#### [Given request]
Update the rows from the line containing "Wildlife-count tagging: point out every instance of the red" through the end of the rows, both ends included, by changing "emblem" to "insignia" and keeping everything else the same.

[Records supplied start]

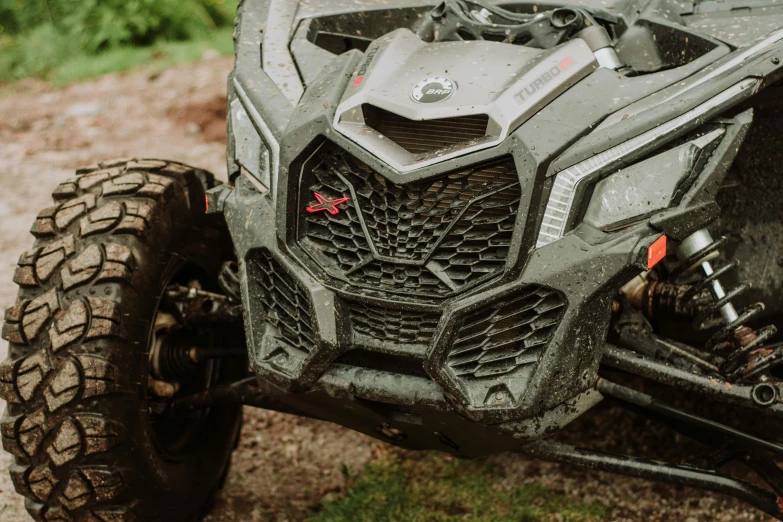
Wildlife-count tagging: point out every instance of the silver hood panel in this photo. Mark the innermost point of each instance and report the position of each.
(507, 83)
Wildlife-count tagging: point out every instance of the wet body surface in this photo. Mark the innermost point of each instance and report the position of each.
(284, 466)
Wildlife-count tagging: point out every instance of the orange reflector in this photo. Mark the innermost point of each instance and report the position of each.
(656, 252)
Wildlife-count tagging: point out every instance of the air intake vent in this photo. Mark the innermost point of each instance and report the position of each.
(420, 137)
(286, 303)
(384, 362)
(399, 326)
(429, 238)
(510, 335)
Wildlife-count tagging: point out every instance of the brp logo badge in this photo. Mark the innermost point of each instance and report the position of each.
(432, 90)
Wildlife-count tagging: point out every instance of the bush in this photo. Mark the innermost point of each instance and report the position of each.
(101, 24)
(39, 38)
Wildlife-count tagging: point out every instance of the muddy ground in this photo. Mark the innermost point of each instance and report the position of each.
(284, 466)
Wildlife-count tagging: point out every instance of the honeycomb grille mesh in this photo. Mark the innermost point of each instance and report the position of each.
(460, 224)
(286, 304)
(510, 335)
(386, 324)
(424, 136)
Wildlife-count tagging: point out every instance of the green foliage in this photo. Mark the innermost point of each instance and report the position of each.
(441, 490)
(101, 24)
(38, 36)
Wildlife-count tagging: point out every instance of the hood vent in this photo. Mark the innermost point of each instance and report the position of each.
(426, 136)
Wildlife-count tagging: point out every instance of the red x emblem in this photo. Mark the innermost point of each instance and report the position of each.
(329, 205)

[Records supplied end]

#### [Written answer]
Wildlife-count tagging: point out every instance of the red x insignia in this photo. Mark the innermost point of each instance and report the position of each.
(329, 205)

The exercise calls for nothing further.